▶ _WHAT YOU WILL DO_:
Transcribe the entries exactly. Start at the top, stop after the line with "Task: point out the slickrock", and omit every picture.

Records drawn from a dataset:
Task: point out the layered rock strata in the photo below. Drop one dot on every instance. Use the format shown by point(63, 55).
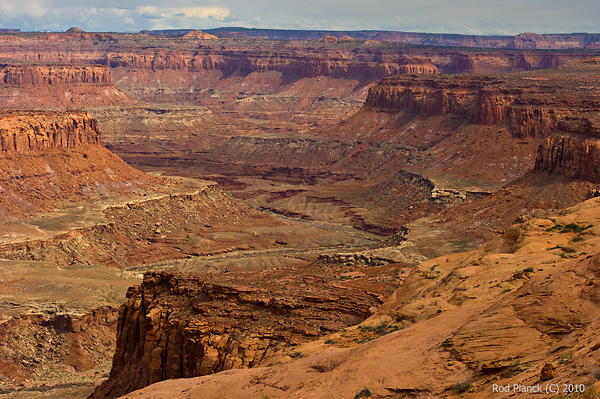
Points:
point(35, 341)
point(176, 326)
point(52, 157)
point(32, 131)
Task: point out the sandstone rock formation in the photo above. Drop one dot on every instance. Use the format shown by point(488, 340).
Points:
point(523, 40)
point(499, 315)
point(175, 326)
point(35, 86)
point(31, 131)
point(51, 157)
point(41, 341)
point(198, 34)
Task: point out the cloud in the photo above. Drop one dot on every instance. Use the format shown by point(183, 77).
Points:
point(46, 16)
point(458, 16)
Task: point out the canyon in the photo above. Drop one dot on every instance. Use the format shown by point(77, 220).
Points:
point(309, 216)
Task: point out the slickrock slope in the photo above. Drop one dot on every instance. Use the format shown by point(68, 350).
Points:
point(524, 302)
point(177, 326)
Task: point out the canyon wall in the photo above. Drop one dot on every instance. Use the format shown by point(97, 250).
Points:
point(521, 41)
point(177, 326)
point(31, 131)
point(33, 341)
point(481, 100)
point(51, 157)
point(54, 74)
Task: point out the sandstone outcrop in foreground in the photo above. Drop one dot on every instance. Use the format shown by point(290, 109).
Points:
point(176, 326)
point(499, 315)
point(51, 157)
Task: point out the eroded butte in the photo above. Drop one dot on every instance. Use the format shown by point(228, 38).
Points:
point(300, 215)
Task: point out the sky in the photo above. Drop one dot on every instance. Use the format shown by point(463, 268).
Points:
point(480, 17)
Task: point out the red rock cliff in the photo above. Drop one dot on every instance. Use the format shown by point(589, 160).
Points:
point(39, 75)
point(176, 326)
point(29, 131)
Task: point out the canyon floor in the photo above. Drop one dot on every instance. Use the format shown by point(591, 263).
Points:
point(296, 218)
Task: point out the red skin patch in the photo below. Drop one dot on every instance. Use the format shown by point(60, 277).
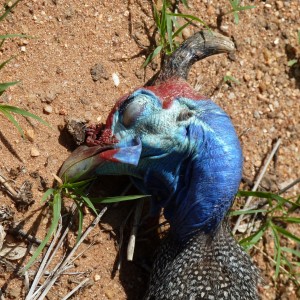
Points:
point(166, 91)
point(172, 89)
point(109, 155)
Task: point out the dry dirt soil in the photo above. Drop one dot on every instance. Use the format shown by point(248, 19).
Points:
point(67, 39)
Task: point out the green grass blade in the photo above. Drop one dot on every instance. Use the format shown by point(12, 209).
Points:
point(53, 227)
point(152, 56)
point(228, 78)
point(79, 184)
point(287, 234)
point(80, 222)
point(8, 10)
point(292, 62)
point(11, 118)
point(292, 251)
point(25, 113)
point(156, 16)
point(89, 203)
point(251, 240)
point(266, 195)
point(277, 248)
point(241, 8)
point(190, 17)
point(5, 85)
point(117, 199)
point(169, 25)
point(247, 212)
point(288, 219)
point(236, 17)
point(5, 62)
point(179, 30)
point(8, 36)
point(47, 194)
point(184, 2)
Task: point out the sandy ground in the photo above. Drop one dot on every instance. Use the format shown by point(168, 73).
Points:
point(67, 39)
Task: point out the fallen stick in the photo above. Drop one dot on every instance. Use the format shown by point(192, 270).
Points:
point(257, 183)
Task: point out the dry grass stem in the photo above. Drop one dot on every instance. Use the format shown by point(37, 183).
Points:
point(257, 183)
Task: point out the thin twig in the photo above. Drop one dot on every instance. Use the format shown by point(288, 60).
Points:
point(16, 230)
point(12, 192)
point(136, 222)
point(273, 261)
point(257, 183)
point(43, 264)
point(120, 243)
point(65, 263)
point(289, 186)
point(79, 286)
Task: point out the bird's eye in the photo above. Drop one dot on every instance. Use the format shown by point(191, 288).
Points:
point(134, 110)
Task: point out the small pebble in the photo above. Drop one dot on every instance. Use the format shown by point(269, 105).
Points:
point(116, 79)
point(48, 109)
point(29, 134)
point(97, 277)
point(34, 152)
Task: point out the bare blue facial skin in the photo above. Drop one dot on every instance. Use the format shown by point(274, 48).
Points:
point(187, 156)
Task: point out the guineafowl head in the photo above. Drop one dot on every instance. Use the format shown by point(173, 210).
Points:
point(176, 145)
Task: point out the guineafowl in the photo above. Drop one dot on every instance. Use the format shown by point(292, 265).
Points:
point(182, 149)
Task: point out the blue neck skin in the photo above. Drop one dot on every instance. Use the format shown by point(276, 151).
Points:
point(192, 166)
point(196, 185)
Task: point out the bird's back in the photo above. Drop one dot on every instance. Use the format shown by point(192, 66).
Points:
point(208, 266)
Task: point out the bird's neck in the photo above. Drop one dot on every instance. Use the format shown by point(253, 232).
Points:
point(208, 183)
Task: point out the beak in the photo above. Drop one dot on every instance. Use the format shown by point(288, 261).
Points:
point(86, 161)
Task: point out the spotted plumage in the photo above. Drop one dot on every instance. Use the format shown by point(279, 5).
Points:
point(182, 149)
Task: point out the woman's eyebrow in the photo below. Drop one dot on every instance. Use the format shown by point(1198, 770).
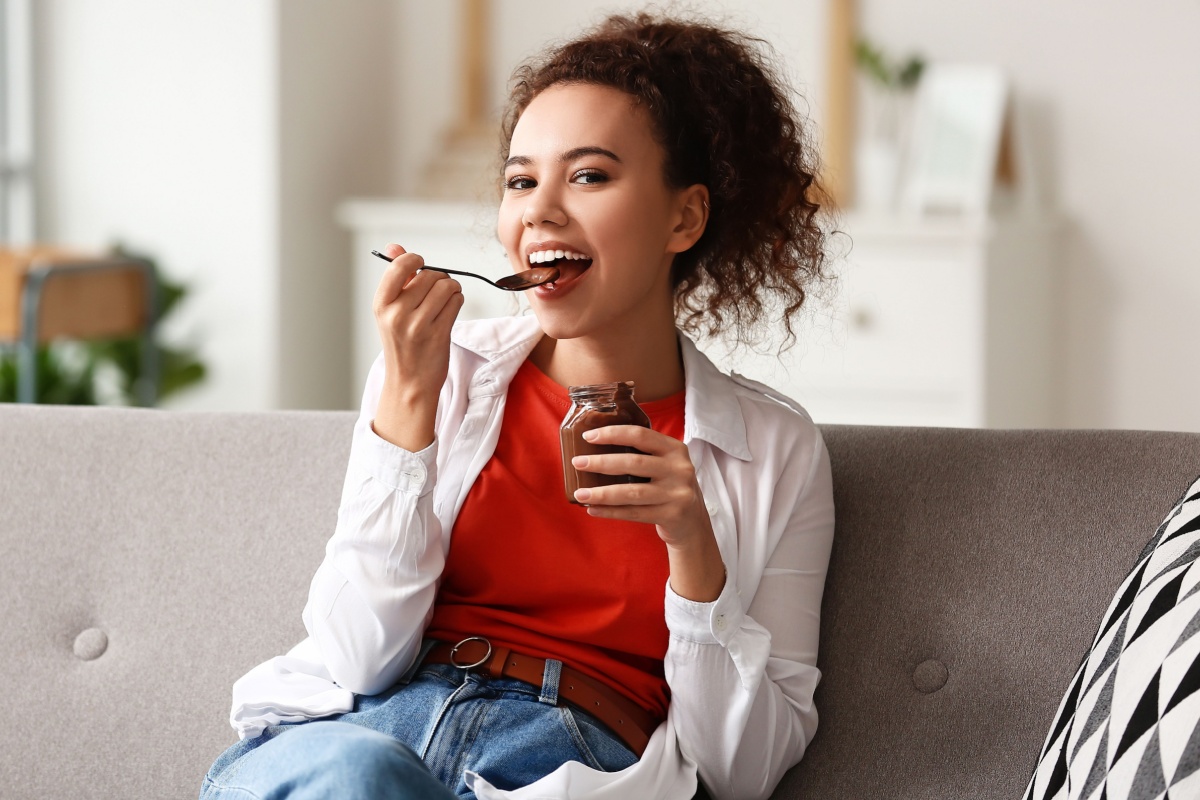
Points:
point(570, 155)
point(579, 152)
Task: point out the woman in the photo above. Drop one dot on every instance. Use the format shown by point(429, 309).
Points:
point(472, 632)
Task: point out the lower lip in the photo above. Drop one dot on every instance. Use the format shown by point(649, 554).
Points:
point(557, 289)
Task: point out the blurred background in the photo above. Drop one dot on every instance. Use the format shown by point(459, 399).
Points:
point(1017, 182)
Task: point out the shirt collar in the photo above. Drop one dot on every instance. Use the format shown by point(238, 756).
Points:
point(712, 411)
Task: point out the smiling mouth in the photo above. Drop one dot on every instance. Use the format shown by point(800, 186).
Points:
point(570, 264)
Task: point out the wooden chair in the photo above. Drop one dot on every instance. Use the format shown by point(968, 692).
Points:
point(47, 293)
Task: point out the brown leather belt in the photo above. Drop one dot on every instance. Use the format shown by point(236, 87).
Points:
point(629, 721)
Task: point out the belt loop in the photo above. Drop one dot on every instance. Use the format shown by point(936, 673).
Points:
point(550, 677)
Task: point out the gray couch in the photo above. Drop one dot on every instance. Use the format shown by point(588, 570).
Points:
point(150, 558)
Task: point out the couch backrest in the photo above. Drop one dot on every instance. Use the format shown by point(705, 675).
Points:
point(187, 542)
point(970, 571)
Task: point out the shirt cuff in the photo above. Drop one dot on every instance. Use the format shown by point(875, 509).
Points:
point(714, 623)
point(393, 465)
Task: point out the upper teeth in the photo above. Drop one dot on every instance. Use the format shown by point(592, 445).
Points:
point(544, 256)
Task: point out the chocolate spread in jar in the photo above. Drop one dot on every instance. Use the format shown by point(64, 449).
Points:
point(597, 407)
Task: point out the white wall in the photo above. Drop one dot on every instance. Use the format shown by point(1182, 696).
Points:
point(202, 131)
point(337, 86)
point(1111, 91)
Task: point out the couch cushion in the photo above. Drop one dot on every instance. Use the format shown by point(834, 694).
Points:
point(1128, 723)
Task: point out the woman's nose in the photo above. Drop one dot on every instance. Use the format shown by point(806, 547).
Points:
point(544, 206)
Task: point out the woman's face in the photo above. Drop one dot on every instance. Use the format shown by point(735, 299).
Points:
point(585, 191)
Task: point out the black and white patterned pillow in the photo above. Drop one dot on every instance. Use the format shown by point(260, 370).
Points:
point(1129, 725)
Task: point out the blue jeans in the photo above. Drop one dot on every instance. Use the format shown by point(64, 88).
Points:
point(414, 743)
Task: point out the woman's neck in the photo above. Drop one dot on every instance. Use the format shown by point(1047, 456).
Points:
point(653, 362)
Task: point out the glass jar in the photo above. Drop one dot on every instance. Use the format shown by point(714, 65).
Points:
point(597, 407)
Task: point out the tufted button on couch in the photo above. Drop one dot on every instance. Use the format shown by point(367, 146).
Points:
point(150, 558)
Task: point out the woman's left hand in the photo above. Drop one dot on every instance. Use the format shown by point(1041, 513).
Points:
point(672, 501)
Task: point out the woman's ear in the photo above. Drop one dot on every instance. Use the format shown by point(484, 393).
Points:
point(691, 220)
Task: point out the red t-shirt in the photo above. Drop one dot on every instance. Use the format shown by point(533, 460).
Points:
point(535, 573)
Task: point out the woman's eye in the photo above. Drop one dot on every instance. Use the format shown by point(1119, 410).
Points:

▶ _TASK SOLUTION_:
Task: point out the layered rock strata in the photo below. Drop one dot on every instance. Use the format shown by point(63, 55).
Points:
point(35, 341)
point(176, 326)
point(52, 157)
point(32, 131)
Task: point out the sandstone rock formation in the photo above. Drop one dot on every instance. Use the format shown by point(488, 340).
Points:
point(523, 40)
point(499, 315)
point(175, 326)
point(35, 86)
point(31, 131)
point(51, 157)
point(41, 341)
point(198, 34)
Task: point out the cloud in the photo above. Drop one dot on every instance. Use the format shown by point(183, 77).
Points:
point(46, 16)
point(458, 16)
Task: point out the canyon in the photo above. Drop one dot on every instance. Use the format shown by point(77, 220).
Points:
point(309, 216)
Task: point out the slickrock slope in the photo above. Drop one dot on every instance. Use the format shown by point(68, 350).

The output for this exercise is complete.